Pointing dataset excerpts
────────

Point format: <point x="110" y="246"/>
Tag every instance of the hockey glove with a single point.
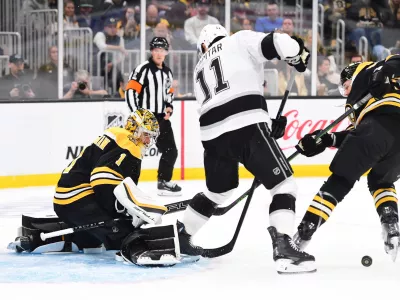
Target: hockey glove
<point x="309" y="147"/>
<point x="379" y="84"/>
<point x="299" y="62"/>
<point x="278" y="127"/>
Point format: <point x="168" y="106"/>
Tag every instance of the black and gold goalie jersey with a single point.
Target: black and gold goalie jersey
<point x="100" y="167"/>
<point x="390" y="103"/>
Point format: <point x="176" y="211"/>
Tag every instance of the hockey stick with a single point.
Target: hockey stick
<point x="172" y="208"/>
<point x="45" y="236"/>
<point x="227" y="248"/>
<point x="338" y="120"/>
<point x="181" y="205"/>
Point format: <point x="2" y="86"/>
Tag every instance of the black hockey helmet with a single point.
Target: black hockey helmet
<point x="159" y="42"/>
<point x="348" y="72"/>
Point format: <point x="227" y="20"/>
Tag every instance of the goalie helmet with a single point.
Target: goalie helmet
<point x="209" y="33"/>
<point x="144" y="126"/>
<point x="347" y="73"/>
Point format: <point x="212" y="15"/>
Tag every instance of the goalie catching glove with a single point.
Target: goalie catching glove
<point x="137" y="204"/>
<point x="309" y="146"/>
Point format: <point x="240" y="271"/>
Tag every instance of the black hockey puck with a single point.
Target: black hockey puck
<point x="366" y="261"/>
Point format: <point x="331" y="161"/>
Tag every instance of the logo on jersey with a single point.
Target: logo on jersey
<point x="352" y="116"/>
<point x="114" y="120"/>
<point x="276" y="171"/>
<point x="168" y="83"/>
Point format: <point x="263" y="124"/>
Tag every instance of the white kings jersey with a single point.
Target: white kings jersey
<point x="228" y="83"/>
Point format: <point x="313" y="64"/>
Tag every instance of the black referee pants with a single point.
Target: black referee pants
<point x="166" y="145"/>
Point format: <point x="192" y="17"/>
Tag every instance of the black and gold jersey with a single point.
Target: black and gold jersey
<point x="389" y="104"/>
<point x="105" y="163"/>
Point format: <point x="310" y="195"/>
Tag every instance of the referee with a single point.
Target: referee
<point x="150" y="87"/>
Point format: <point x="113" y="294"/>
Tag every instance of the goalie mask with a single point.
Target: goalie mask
<point x="208" y="35"/>
<point x="144" y="126"/>
<point x="346" y="78"/>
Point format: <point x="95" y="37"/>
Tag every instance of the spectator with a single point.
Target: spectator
<point x="152" y="18"/>
<point x="80" y="88"/>
<point x="365" y="20"/>
<point x="27" y="7"/>
<point x="109" y="40"/>
<point x="239" y="14"/>
<point x="217" y="10"/>
<point x="247" y="25"/>
<point x="271" y="22"/>
<point x="194" y="25"/>
<point x="178" y="13"/>
<point x="129" y="27"/>
<point x="113" y="9"/>
<point x="17" y="84"/>
<point x="70" y="20"/>
<point x="86" y="18"/>
<point x="288" y="26"/>
<point x="162" y="8"/>
<point x="325" y="86"/>
<point x="47" y="77"/>
<point x="356" y="58"/>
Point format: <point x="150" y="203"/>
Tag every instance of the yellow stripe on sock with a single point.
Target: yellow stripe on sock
<point x="385" y="199"/>
<point x="377" y="192"/>
<point x="318" y="213"/>
<point x="327" y="203"/>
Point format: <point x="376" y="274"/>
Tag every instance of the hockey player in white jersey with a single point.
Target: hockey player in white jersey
<point x="236" y="128"/>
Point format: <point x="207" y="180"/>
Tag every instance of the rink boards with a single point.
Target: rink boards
<point x="40" y="139"/>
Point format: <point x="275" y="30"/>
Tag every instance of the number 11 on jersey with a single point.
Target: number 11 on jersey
<point x="221" y="86"/>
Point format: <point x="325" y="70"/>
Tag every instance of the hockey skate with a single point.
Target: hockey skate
<point x="167" y="188"/>
<point x="390" y="231"/>
<point x="189" y="252"/>
<point x="303" y="236"/>
<point x="288" y="257"/>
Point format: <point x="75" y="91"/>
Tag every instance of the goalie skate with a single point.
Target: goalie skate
<point x="390" y="232"/>
<point x="391" y="237"/>
<point x="288" y="257"/>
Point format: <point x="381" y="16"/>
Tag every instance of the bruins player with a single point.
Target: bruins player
<point x="85" y="191"/>
<point x="372" y="143"/>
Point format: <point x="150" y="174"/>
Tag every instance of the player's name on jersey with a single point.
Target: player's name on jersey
<point x="213" y="50"/>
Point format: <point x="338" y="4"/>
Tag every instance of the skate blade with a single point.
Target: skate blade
<point x="165" y="260"/>
<point x="168" y="193"/>
<point x="16" y="246"/>
<point x="286" y="266"/>
<point x="394" y="241"/>
<point x="189" y="258"/>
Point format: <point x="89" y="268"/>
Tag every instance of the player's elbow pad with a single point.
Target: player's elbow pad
<point x="279" y="45"/>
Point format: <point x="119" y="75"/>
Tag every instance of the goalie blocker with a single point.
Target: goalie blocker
<point x="153" y="245"/>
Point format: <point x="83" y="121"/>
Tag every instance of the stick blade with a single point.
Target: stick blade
<point x="217" y="252"/>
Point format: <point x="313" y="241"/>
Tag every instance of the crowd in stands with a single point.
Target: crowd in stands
<point x="115" y="25"/>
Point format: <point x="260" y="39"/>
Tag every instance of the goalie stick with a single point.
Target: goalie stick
<point x="178" y="206"/>
<point x="215" y="252"/>
<point x="181" y="205"/>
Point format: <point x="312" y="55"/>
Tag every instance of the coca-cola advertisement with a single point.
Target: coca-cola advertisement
<point x="306" y="116"/>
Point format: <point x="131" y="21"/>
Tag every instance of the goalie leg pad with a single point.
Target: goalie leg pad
<point x="138" y="204"/>
<point x="152" y="246"/>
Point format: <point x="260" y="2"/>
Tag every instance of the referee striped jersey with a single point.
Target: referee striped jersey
<point x="150" y="87"/>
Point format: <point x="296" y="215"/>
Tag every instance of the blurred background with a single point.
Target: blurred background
<point x="104" y="40"/>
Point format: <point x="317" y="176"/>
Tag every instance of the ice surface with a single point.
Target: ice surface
<point x="352" y="232"/>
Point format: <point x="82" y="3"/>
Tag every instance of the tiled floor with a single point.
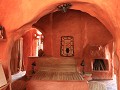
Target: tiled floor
<point x="110" y="84"/>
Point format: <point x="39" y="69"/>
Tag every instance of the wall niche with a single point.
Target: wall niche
<point x="100" y="65"/>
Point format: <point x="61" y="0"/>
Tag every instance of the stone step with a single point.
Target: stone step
<point x="53" y="69"/>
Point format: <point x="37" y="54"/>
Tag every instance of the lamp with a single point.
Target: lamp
<point x="83" y="64"/>
<point x="33" y="65"/>
<point x="64" y="7"/>
<point x="3" y="80"/>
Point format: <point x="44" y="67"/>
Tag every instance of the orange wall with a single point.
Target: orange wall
<point x="73" y="24"/>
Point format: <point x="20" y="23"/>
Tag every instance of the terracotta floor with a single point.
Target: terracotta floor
<point x="51" y="70"/>
<point x="19" y="83"/>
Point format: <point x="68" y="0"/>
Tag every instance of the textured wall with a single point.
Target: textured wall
<point x="17" y="14"/>
<point x="84" y="28"/>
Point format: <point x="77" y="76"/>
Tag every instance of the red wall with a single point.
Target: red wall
<point x="73" y="24"/>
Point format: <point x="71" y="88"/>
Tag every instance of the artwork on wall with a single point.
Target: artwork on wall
<point x="67" y="46"/>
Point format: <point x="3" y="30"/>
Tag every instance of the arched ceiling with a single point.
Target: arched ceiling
<point x="16" y="13"/>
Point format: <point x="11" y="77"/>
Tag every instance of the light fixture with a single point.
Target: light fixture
<point x="83" y="64"/>
<point x="64" y="7"/>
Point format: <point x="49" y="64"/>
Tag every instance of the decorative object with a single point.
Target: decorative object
<point x="83" y="64"/>
<point x="67" y="46"/>
<point x="64" y="7"/>
<point x="33" y="67"/>
<point x="3" y="80"/>
<point x="1" y="32"/>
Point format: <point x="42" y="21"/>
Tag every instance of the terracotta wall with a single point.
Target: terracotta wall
<point x="84" y="28"/>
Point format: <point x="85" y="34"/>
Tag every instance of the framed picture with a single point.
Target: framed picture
<point x="67" y="46"/>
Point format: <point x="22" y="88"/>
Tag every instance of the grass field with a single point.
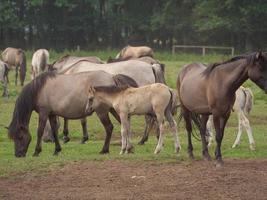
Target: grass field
<point x="73" y="151"/>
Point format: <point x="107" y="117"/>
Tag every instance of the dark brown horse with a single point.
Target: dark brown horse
<point x="52" y="95"/>
<point x="211" y="90"/>
<point x="17" y="58"/>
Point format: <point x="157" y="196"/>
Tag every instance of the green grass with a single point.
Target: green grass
<point x="73" y="151"/>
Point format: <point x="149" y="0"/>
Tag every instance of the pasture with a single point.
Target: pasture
<point x="84" y="165"/>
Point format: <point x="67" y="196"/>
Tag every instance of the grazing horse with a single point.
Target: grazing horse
<point x="135" y="52"/>
<point x="40" y="60"/>
<point x="154" y="99"/>
<point x="153" y="122"/>
<point x="242" y="106"/>
<point x="3" y="76"/>
<point x="211" y="90"/>
<point x="52" y="95"/>
<point x="16" y="57"/>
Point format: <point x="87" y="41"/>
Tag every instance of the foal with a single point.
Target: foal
<point x="154" y="99"/>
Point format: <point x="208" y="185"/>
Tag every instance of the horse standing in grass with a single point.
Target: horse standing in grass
<point x="211" y="90"/>
<point x="242" y="106"/>
<point x="17" y="58"/>
<point x="40" y="60"/>
<point x="52" y="95"/>
<point x="3" y="76"/>
<point x="141" y="72"/>
<point x="135" y="52"/>
<point x="155" y="99"/>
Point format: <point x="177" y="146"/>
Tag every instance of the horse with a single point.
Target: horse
<point x="242" y="106"/>
<point x="141" y="72"/>
<point x="67" y="61"/>
<point x="153" y="122"/>
<point x="211" y="90"/>
<point x="17" y="58"/>
<point x="3" y="77"/>
<point x="40" y="60"/>
<point x="154" y="99"/>
<point x="51" y="95"/>
<point x="135" y="52"/>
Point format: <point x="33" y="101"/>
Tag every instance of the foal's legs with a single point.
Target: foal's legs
<point x="219" y="125"/>
<point x="85" y="132"/>
<point x="148" y="128"/>
<point x="203" y="130"/>
<point x="54" y="127"/>
<point x="66" y="131"/>
<point x="124" y="131"/>
<point x="41" y="125"/>
<point x="16" y="75"/>
<point x="105" y="120"/>
<point x="173" y="126"/>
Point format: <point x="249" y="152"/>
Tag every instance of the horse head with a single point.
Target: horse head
<point x="257" y="71"/>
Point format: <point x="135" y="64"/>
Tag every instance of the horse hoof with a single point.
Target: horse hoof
<point x="252" y="147"/>
<point x="104" y="152"/>
<point x="84" y="140"/>
<point x="66" y="139"/>
<point x="219" y="164"/>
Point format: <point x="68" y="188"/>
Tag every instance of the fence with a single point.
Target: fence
<point x="203" y="48"/>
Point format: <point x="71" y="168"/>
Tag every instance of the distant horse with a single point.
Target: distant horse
<point x="51" y="95"/>
<point x="67" y="61"/>
<point x="211" y="90"/>
<point x="242" y="106"/>
<point x="40" y="60"/>
<point x="153" y="122"/>
<point x="135" y="52"/>
<point x="154" y="99"/>
<point x="16" y="57"/>
<point x="3" y="76"/>
<point x="141" y="72"/>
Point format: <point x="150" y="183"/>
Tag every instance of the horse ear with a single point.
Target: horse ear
<point x="258" y="55"/>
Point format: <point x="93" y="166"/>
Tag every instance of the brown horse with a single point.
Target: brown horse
<point x="211" y="90"/>
<point x="135" y="52"/>
<point x="16" y="57"/>
<point x="52" y="95"/>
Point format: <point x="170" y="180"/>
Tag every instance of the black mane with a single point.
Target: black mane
<point x="25" y="104"/>
<point x="211" y="67"/>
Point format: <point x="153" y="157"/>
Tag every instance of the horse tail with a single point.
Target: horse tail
<point x="43" y="61"/>
<point x="249" y="100"/>
<point x="25" y="104"/>
<point x="123" y="80"/>
<point x="23" y="68"/>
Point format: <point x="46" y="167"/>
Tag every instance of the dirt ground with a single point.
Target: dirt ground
<point x="238" y="179"/>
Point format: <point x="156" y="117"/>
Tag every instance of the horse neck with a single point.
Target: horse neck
<point x="107" y="98"/>
<point x="234" y="74"/>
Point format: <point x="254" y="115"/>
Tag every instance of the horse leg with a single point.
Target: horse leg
<point x="209" y="130"/>
<point x="188" y="125"/>
<point x="16" y="75"/>
<point x="203" y="131"/>
<point x="105" y="120"/>
<point x="246" y="124"/>
<point x="54" y="127"/>
<point x="219" y="124"/>
<point x="148" y="127"/>
<point x="173" y="126"/>
<point x="240" y="127"/>
<point x="85" y="132"/>
<point x="41" y="125"/>
<point x="66" y="138"/>
<point x="124" y="132"/>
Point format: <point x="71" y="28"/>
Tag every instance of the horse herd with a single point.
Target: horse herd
<point x="132" y="84"/>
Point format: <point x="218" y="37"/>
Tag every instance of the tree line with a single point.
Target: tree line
<point x="101" y="24"/>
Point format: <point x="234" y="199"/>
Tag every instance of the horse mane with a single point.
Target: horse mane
<point x="111" y="89"/>
<point x="25" y="104"/>
<point x="249" y="57"/>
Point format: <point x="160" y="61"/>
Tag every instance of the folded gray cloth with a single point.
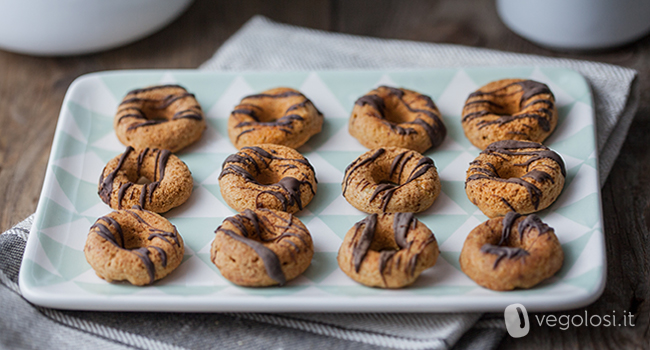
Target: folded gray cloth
<point x="264" y="45"/>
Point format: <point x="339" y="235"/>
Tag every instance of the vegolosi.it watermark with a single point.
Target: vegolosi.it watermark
<point x="518" y="322"/>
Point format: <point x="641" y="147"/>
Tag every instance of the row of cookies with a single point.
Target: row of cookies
<point x="289" y="192"/>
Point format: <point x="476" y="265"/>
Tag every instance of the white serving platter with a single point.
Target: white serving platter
<point x="55" y="273"/>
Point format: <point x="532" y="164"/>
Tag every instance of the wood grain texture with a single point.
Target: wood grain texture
<point x="32" y="89"/>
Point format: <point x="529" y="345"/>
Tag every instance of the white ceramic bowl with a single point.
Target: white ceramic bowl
<point x="70" y="27"/>
<point x="577" y="24"/>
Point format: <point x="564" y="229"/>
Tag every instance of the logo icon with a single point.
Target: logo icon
<point x="516" y="318"/>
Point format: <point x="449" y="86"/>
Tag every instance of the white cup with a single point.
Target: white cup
<point x="69" y="27"/>
<point x="577" y="24"/>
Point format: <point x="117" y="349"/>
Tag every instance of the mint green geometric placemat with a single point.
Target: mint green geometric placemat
<point x="55" y="272"/>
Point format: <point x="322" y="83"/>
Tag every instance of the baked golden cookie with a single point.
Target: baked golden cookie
<point x="267" y="176"/>
<point x="133" y="245"/>
<point x="165" y="116"/>
<point x="509" y="109"/>
<point x="169" y="180"/>
<point x="518" y="176"/>
<point x="262" y="247"/>
<point x="511" y="252"/>
<point x="281" y="116"/>
<point x="390" y="180"/>
<point x="391" y="117"/>
<point x="387" y="250"/>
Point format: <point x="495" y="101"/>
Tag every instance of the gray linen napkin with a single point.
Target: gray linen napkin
<point x="265" y="45"/>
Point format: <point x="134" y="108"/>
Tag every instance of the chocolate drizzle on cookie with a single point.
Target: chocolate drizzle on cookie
<point x="501" y="250"/>
<point x="388" y="187"/>
<point x="528" y="90"/>
<point x="536" y="151"/>
<point x="402" y="224"/>
<point x="284" y="123"/>
<point x="287" y="190"/>
<point x="362" y="245"/>
<point x="127" y="110"/>
<point x="253" y="235"/>
<point x="142" y="253"/>
<point x="436" y="130"/>
<point x="147" y="190"/>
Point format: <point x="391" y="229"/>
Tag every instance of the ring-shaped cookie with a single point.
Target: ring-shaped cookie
<point x="390" y="180"/>
<point x="151" y="178"/>
<point x="164" y="116"/>
<point x="509" y="109"/>
<point x="520" y="176"/>
<point x="391" y="117"/>
<point x="281" y="116"/>
<point x="511" y="252"/>
<point x="133" y="245"/>
<point x="267" y="176"/>
<point x="387" y="250"/>
<point x="262" y="247"/>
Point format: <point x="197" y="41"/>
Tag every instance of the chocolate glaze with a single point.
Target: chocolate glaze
<point x="532" y="222"/>
<point x="529" y="89"/>
<point x="192" y="112"/>
<point x="106" y="183"/>
<point x="287" y="190"/>
<point x="389" y="188"/>
<point x="141" y="252"/>
<point x="350" y="169"/>
<point x="536" y="152"/>
<point x="146" y="194"/>
<point x="284" y="123"/>
<point x="503" y="252"/>
<point x="361" y="246"/>
<point x="435" y="132"/>
<point x="272" y="263"/>
<point x="528" y="223"/>
<point x="402" y="224"/>
<point x="500" y="250"/>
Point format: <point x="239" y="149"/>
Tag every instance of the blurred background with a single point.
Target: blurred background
<point x="32" y="89"/>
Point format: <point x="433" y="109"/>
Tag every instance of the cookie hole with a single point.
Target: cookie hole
<point x="143" y="181"/>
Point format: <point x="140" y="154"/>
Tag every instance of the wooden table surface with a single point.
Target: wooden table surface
<point x="32" y="89"/>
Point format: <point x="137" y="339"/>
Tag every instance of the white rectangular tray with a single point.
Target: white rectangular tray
<point x="55" y="273"/>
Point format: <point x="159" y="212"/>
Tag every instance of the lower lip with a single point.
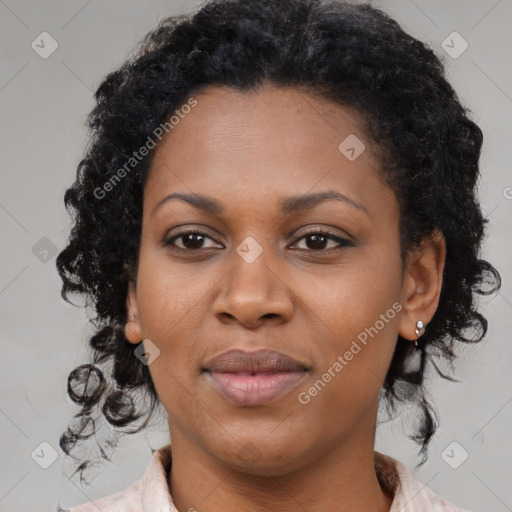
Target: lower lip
<point x="251" y="390"/>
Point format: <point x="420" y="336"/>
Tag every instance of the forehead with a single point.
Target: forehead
<point x="252" y="144"/>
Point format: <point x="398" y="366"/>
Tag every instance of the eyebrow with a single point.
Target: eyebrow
<point x="288" y="206"/>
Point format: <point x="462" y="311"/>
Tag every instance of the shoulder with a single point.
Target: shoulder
<point x="150" y="492"/>
<point x="410" y="495"/>
<point x="126" y="500"/>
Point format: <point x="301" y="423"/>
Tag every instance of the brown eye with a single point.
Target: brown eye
<point x="318" y="240"/>
<point x="189" y="240"/>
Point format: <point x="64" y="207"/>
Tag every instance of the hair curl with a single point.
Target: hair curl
<point x="354" y="55"/>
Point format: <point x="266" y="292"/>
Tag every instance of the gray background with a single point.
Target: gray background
<point x="43" y="106"/>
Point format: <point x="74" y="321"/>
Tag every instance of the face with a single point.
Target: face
<point x="319" y="280"/>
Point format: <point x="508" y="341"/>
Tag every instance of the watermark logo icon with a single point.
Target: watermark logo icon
<point x="352" y="147"/>
<point x="454" y="455"/>
<point x="44" y="45"/>
<point x="44" y="455"/>
<point x="44" y="249"/>
<point x="454" y="45"/>
<point x="249" y="249"/>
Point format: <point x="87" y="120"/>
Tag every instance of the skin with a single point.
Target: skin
<point x="249" y="151"/>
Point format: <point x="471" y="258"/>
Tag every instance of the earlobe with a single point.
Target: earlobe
<point x="132" y="328"/>
<point x="422" y="285"/>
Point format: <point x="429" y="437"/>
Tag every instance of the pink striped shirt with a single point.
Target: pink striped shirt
<point x="151" y="492"/>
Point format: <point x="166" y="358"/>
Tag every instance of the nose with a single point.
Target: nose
<point x="254" y="294"/>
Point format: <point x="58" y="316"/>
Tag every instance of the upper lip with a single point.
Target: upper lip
<point x="263" y="360"/>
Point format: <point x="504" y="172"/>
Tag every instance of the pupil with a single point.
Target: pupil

────────

▶ The problem
Gather every line above that contains the string "nose", copying each one in full. Case counts.

▶ Exercise response
Tag every instance of the nose with a single point.
Target: nose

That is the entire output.